Objective:
Extract every line of the items below that contains the string "leaf", treating uppercase and lowercase letters as distinct.

[Records for this exercise start]

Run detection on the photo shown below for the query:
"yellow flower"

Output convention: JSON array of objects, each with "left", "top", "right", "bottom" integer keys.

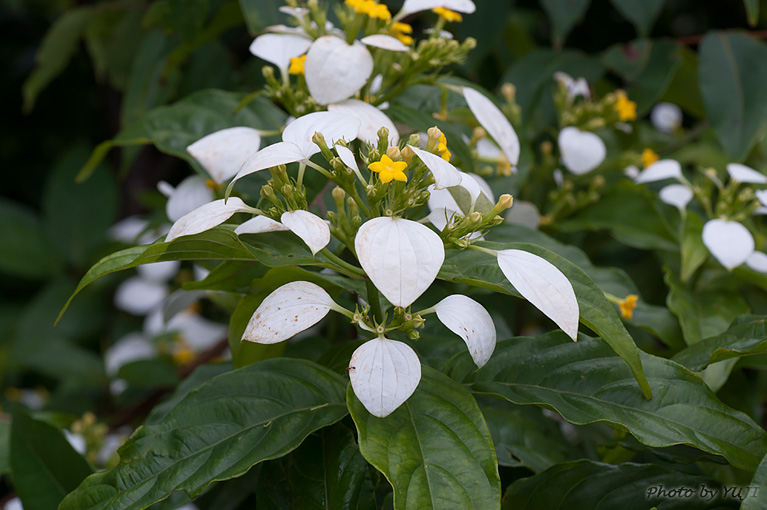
[
  {"left": 618, "top": 294, "right": 639, "bottom": 319},
  {"left": 288, "top": 55, "right": 306, "bottom": 75},
  {"left": 389, "top": 21, "right": 413, "bottom": 46},
  {"left": 437, "top": 133, "right": 450, "bottom": 161},
  {"left": 615, "top": 90, "right": 636, "bottom": 121},
  {"left": 642, "top": 147, "right": 660, "bottom": 168},
  {"left": 368, "top": 154, "right": 407, "bottom": 183},
  {"left": 432, "top": 7, "right": 463, "bottom": 21}
]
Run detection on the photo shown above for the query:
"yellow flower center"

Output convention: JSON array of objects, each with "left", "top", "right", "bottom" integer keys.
[
  {"left": 288, "top": 55, "right": 306, "bottom": 75},
  {"left": 618, "top": 294, "right": 639, "bottom": 319},
  {"left": 368, "top": 154, "right": 407, "bottom": 183},
  {"left": 642, "top": 147, "right": 660, "bottom": 168},
  {"left": 432, "top": 7, "right": 463, "bottom": 21},
  {"left": 615, "top": 90, "right": 636, "bottom": 121}
]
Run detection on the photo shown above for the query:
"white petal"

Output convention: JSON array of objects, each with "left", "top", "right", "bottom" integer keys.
[
  {"left": 634, "top": 159, "right": 682, "bottom": 184},
  {"left": 659, "top": 184, "right": 693, "bottom": 209},
  {"left": 136, "top": 260, "right": 181, "bottom": 282},
  {"left": 232, "top": 141, "right": 308, "bottom": 183},
  {"left": 434, "top": 294, "right": 495, "bottom": 367},
  {"left": 234, "top": 216, "right": 290, "bottom": 235},
  {"left": 242, "top": 282, "right": 334, "bottom": 344},
  {"left": 250, "top": 34, "right": 312, "bottom": 76},
  {"left": 280, "top": 210, "right": 330, "bottom": 255},
  {"left": 304, "top": 35, "right": 373, "bottom": 104},
  {"left": 165, "top": 175, "right": 214, "bottom": 221},
  {"left": 186, "top": 126, "right": 261, "bottom": 184},
  {"left": 360, "top": 34, "right": 410, "bottom": 51},
  {"left": 282, "top": 112, "right": 360, "bottom": 159},
  {"left": 558, "top": 126, "right": 607, "bottom": 175},
  {"left": 408, "top": 145, "right": 461, "bottom": 189},
  {"left": 165, "top": 197, "right": 248, "bottom": 243},
  {"left": 703, "top": 219, "right": 754, "bottom": 271},
  {"left": 463, "top": 87, "right": 519, "bottom": 168},
  {"left": 746, "top": 251, "right": 767, "bottom": 273},
  {"left": 115, "top": 276, "right": 168, "bottom": 315},
  {"left": 498, "top": 250, "right": 580, "bottom": 340},
  {"left": 727, "top": 163, "right": 767, "bottom": 184},
  {"left": 328, "top": 99, "right": 399, "bottom": 146},
  {"left": 650, "top": 103, "right": 682, "bottom": 133},
  {"left": 354, "top": 217, "right": 445, "bottom": 307},
  {"left": 349, "top": 338, "right": 421, "bottom": 418}
]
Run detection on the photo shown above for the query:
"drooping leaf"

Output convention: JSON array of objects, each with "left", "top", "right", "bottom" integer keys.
[
  {"left": 447, "top": 332, "right": 767, "bottom": 470},
  {"left": 60, "top": 359, "right": 347, "bottom": 510},
  {"left": 347, "top": 366, "right": 501, "bottom": 510}
]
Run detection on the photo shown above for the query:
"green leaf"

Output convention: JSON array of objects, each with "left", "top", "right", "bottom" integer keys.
[
  {"left": 346, "top": 366, "right": 501, "bottom": 510},
  {"left": 0, "top": 199, "right": 63, "bottom": 279},
  {"left": 673, "top": 315, "right": 767, "bottom": 370},
  {"left": 446, "top": 332, "right": 767, "bottom": 470},
  {"left": 612, "top": 0, "right": 664, "bottom": 37},
  {"left": 11, "top": 411, "right": 93, "bottom": 510},
  {"left": 603, "top": 39, "right": 681, "bottom": 115},
  {"left": 60, "top": 359, "right": 347, "bottom": 510},
  {"left": 541, "top": 0, "right": 589, "bottom": 47},
  {"left": 698, "top": 32, "right": 767, "bottom": 161},
  {"left": 503, "top": 459, "right": 737, "bottom": 510},
  {"left": 438, "top": 239, "right": 652, "bottom": 399}
]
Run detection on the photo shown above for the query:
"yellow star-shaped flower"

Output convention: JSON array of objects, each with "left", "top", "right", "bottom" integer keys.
[{"left": 368, "top": 154, "right": 407, "bottom": 183}]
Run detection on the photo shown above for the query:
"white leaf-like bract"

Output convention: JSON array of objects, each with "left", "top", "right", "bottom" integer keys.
[
  {"left": 328, "top": 99, "right": 399, "bottom": 146},
  {"left": 703, "top": 219, "right": 755, "bottom": 271},
  {"left": 658, "top": 184, "right": 693, "bottom": 209},
  {"left": 557, "top": 126, "right": 607, "bottom": 175},
  {"left": 463, "top": 87, "right": 519, "bottom": 169},
  {"left": 164, "top": 175, "right": 214, "bottom": 221},
  {"left": 498, "top": 250, "right": 580, "bottom": 340},
  {"left": 304, "top": 35, "right": 373, "bottom": 104},
  {"left": 242, "top": 281, "right": 335, "bottom": 344},
  {"left": 434, "top": 294, "right": 495, "bottom": 367},
  {"left": 634, "top": 159, "right": 682, "bottom": 184},
  {"left": 408, "top": 145, "right": 461, "bottom": 189},
  {"left": 250, "top": 34, "right": 312, "bottom": 76},
  {"left": 349, "top": 338, "right": 421, "bottom": 418},
  {"left": 727, "top": 163, "right": 767, "bottom": 184},
  {"left": 360, "top": 34, "right": 410, "bottom": 51},
  {"left": 280, "top": 210, "right": 330, "bottom": 255},
  {"left": 165, "top": 197, "right": 249, "bottom": 243},
  {"left": 354, "top": 217, "right": 445, "bottom": 307},
  {"left": 186, "top": 126, "right": 261, "bottom": 184},
  {"left": 234, "top": 215, "right": 290, "bottom": 235}
]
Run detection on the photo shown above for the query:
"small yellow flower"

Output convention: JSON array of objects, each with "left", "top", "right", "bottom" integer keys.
[
  {"left": 288, "top": 55, "right": 306, "bottom": 75},
  {"left": 642, "top": 147, "right": 660, "bottom": 168},
  {"left": 432, "top": 7, "right": 463, "bottom": 21},
  {"left": 615, "top": 90, "right": 636, "bottom": 121},
  {"left": 618, "top": 294, "right": 639, "bottom": 319},
  {"left": 368, "top": 154, "right": 407, "bottom": 183},
  {"left": 437, "top": 133, "right": 450, "bottom": 161},
  {"left": 389, "top": 21, "right": 413, "bottom": 46}
]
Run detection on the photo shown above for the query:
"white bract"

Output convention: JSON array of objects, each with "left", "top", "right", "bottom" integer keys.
[
  {"left": 463, "top": 87, "right": 519, "bottom": 169},
  {"left": 242, "top": 281, "right": 336, "bottom": 344},
  {"left": 354, "top": 217, "right": 445, "bottom": 307},
  {"left": 328, "top": 99, "right": 399, "bottom": 145},
  {"left": 232, "top": 112, "right": 360, "bottom": 186},
  {"left": 634, "top": 159, "right": 682, "bottom": 184},
  {"left": 349, "top": 337, "right": 421, "bottom": 418},
  {"left": 434, "top": 294, "right": 495, "bottom": 367},
  {"left": 703, "top": 219, "right": 754, "bottom": 271},
  {"left": 188, "top": 126, "right": 261, "bottom": 183},
  {"left": 498, "top": 250, "right": 580, "bottom": 340},
  {"left": 557, "top": 126, "right": 607, "bottom": 175},
  {"left": 165, "top": 197, "right": 252, "bottom": 242},
  {"left": 304, "top": 35, "right": 373, "bottom": 104}
]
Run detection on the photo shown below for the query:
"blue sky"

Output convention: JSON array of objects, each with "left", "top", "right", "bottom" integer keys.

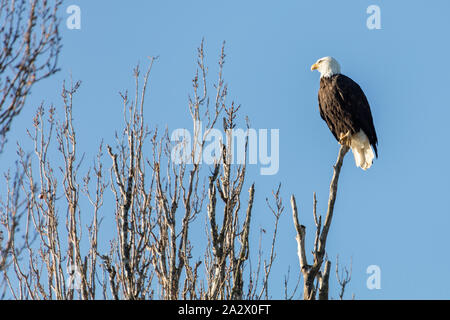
[{"left": 0, "top": 0, "right": 450, "bottom": 299}]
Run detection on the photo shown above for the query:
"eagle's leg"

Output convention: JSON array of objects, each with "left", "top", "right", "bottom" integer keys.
[{"left": 339, "top": 131, "right": 350, "bottom": 146}]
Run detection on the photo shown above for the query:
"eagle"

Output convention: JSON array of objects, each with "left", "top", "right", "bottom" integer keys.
[{"left": 311, "top": 57, "right": 378, "bottom": 170}]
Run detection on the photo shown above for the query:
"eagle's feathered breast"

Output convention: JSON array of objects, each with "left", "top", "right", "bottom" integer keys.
[{"left": 319, "top": 74, "right": 378, "bottom": 157}]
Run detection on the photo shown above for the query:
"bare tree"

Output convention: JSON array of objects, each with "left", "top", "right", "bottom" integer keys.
[
  {"left": 291, "top": 145, "right": 349, "bottom": 300},
  {"left": 0, "top": 41, "right": 349, "bottom": 300},
  {"left": 0, "top": 0, "right": 61, "bottom": 152}
]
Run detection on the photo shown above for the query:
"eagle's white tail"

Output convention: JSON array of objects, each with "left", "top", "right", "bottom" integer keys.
[{"left": 350, "top": 130, "right": 375, "bottom": 170}]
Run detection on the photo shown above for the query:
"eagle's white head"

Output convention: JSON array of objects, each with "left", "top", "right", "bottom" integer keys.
[{"left": 311, "top": 57, "right": 341, "bottom": 77}]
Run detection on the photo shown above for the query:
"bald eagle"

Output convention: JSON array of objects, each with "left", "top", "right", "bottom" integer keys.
[{"left": 311, "top": 57, "right": 378, "bottom": 170}]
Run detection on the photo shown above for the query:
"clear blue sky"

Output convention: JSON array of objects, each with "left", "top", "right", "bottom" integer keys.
[{"left": 1, "top": 0, "right": 450, "bottom": 299}]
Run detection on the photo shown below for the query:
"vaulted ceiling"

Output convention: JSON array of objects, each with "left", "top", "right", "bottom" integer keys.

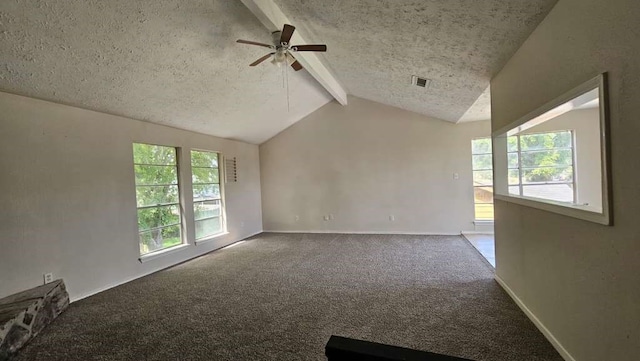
[{"left": 0, "top": 0, "right": 556, "bottom": 143}]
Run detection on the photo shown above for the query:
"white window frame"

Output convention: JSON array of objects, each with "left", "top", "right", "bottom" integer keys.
[
  {"left": 189, "top": 149, "right": 228, "bottom": 244},
  {"left": 507, "top": 130, "right": 578, "bottom": 204},
  {"left": 132, "top": 142, "right": 188, "bottom": 256},
  {"left": 492, "top": 73, "right": 613, "bottom": 225}
]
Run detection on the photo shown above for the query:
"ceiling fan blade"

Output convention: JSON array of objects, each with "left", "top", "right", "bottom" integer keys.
[
  {"left": 280, "top": 24, "right": 296, "bottom": 44},
  {"left": 236, "top": 39, "right": 274, "bottom": 49},
  {"left": 291, "top": 44, "right": 327, "bottom": 51},
  {"left": 287, "top": 51, "right": 302, "bottom": 71},
  {"left": 249, "top": 53, "right": 275, "bottom": 66}
]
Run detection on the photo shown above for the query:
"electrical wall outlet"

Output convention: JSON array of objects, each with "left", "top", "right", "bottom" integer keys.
[{"left": 43, "top": 273, "right": 53, "bottom": 284}]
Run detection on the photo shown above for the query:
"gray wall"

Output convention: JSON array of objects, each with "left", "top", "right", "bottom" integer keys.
[
  {"left": 260, "top": 97, "right": 490, "bottom": 234},
  {"left": 0, "top": 93, "right": 262, "bottom": 300},
  {"left": 491, "top": 0, "right": 640, "bottom": 361}
]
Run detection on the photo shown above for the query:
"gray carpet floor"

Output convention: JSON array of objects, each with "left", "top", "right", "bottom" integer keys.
[{"left": 16, "top": 233, "right": 562, "bottom": 361}]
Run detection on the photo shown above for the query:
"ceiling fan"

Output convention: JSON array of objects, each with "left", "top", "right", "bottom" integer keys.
[{"left": 237, "top": 24, "right": 327, "bottom": 71}]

[Records for this exercise end]

Output of the task:
"drooping leaf"
"green leaf"
"white leaf-like bract"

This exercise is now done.